Given data:

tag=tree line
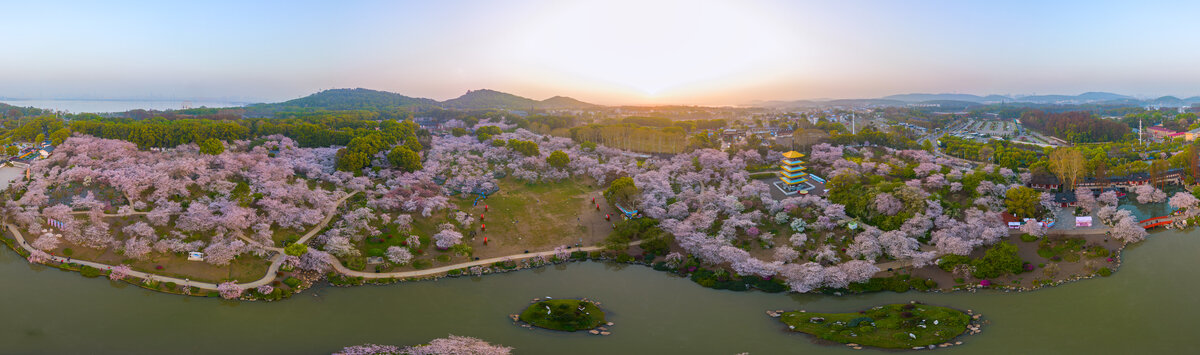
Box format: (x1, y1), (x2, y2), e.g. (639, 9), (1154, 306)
(1021, 110), (1129, 143)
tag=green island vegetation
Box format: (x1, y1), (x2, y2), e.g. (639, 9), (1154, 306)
(520, 300), (605, 331)
(779, 303), (971, 349)
(0, 89), (1200, 299)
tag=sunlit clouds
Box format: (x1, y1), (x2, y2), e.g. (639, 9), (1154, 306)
(0, 0), (1200, 104)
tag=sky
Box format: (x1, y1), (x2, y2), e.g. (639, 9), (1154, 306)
(0, 0), (1200, 104)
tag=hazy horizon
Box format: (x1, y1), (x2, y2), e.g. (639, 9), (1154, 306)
(0, 0), (1200, 106)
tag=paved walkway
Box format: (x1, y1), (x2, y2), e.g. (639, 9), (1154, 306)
(334, 240), (642, 278)
(4, 192), (358, 290)
(4, 192), (642, 290)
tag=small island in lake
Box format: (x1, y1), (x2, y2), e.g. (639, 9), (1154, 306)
(779, 302), (971, 349)
(520, 300), (605, 331)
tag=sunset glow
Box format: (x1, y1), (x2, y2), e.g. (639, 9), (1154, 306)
(0, 0), (1200, 104)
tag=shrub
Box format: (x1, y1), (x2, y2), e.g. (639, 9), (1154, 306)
(344, 257), (367, 271)
(79, 265), (103, 277)
(937, 254), (971, 272)
(846, 317), (875, 327)
(283, 242), (308, 257)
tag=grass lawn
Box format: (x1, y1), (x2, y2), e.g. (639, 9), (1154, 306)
(521, 300), (605, 331)
(780, 303), (971, 349)
(1038, 237), (1087, 263)
(454, 179), (590, 248)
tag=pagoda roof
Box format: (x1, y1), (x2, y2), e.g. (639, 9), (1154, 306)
(779, 176), (809, 185)
(780, 172), (808, 179)
(784, 150), (804, 160)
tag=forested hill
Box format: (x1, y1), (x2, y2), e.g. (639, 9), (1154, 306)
(541, 96), (600, 109)
(250, 89), (438, 110)
(442, 89), (540, 109)
(442, 89), (599, 109)
(247, 89), (598, 115)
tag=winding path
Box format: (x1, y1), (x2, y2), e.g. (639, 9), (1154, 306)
(334, 240), (642, 278)
(4, 192), (358, 290)
(4, 192), (642, 290)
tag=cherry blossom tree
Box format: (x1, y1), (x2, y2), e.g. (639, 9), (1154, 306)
(400, 335), (512, 355)
(1075, 187), (1096, 212)
(1021, 221), (1045, 236)
(31, 231), (62, 251)
(108, 264), (133, 281)
(875, 192), (904, 216)
(1134, 183), (1166, 204)
(1166, 192), (1200, 216)
(1111, 217), (1148, 243)
(554, 246), (571, 261)
(122, 236), (154, 260)
(29, 249), (50, 264)
(1096, 189), (1121, 206)
(298, 248), (337, 273)
(388, 246), (413, 265)
(433, 229), (462, 249)
(217, 281), (242, 300)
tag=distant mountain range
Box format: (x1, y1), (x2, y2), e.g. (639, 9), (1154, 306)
(250, 89), (600, 110)
(751, 91), (1200, 108)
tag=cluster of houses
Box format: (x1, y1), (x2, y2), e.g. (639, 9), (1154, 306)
(4, 142), (54, 163)
(1026, 168), (1184, 207)
(1145, 126), (1200, 142)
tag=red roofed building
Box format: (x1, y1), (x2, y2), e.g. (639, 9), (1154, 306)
(1146, 126), (1180, 140)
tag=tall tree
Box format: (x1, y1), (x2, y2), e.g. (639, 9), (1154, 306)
(1050, 148), (1084, 191)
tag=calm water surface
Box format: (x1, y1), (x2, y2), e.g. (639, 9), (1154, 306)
(0, 225), (1200, 354)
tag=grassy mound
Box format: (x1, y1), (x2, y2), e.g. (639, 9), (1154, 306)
(521, 300), (605, 331)
(780, 303), (971, 349)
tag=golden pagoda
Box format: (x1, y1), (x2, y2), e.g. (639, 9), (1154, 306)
(779, 151), (809, 186)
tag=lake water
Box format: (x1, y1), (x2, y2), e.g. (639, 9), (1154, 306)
(0, 100), (247, 113)
(0, 225), (1200, 354)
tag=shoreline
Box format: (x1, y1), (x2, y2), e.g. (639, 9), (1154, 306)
(4, 209), (1147, 301)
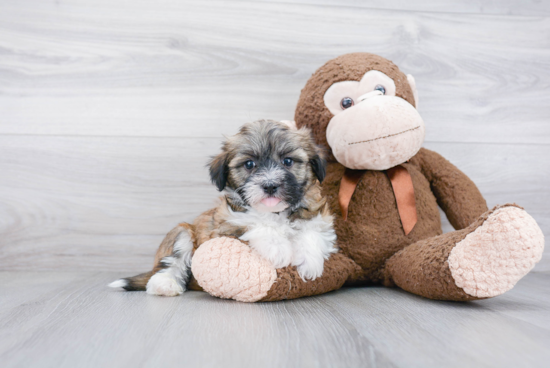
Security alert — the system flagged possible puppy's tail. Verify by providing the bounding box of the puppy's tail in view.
[107,223,194,291]
[107,271,155,291]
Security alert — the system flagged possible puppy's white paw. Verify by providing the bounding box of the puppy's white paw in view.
[296,258,325,281]
[240,226,293,268]
[147,272,183,296]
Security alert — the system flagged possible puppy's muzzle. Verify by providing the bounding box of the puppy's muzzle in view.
[262,184,280,195]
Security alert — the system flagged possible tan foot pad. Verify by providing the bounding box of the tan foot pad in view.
[191,238,277,302]
[448,207,544,298]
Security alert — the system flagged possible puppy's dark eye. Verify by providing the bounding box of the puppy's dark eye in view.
[374,84,386,95]
[340,97,354,110]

Do this: State how many lines in the records above contain the word "providing". Give only the number.

Final result: 5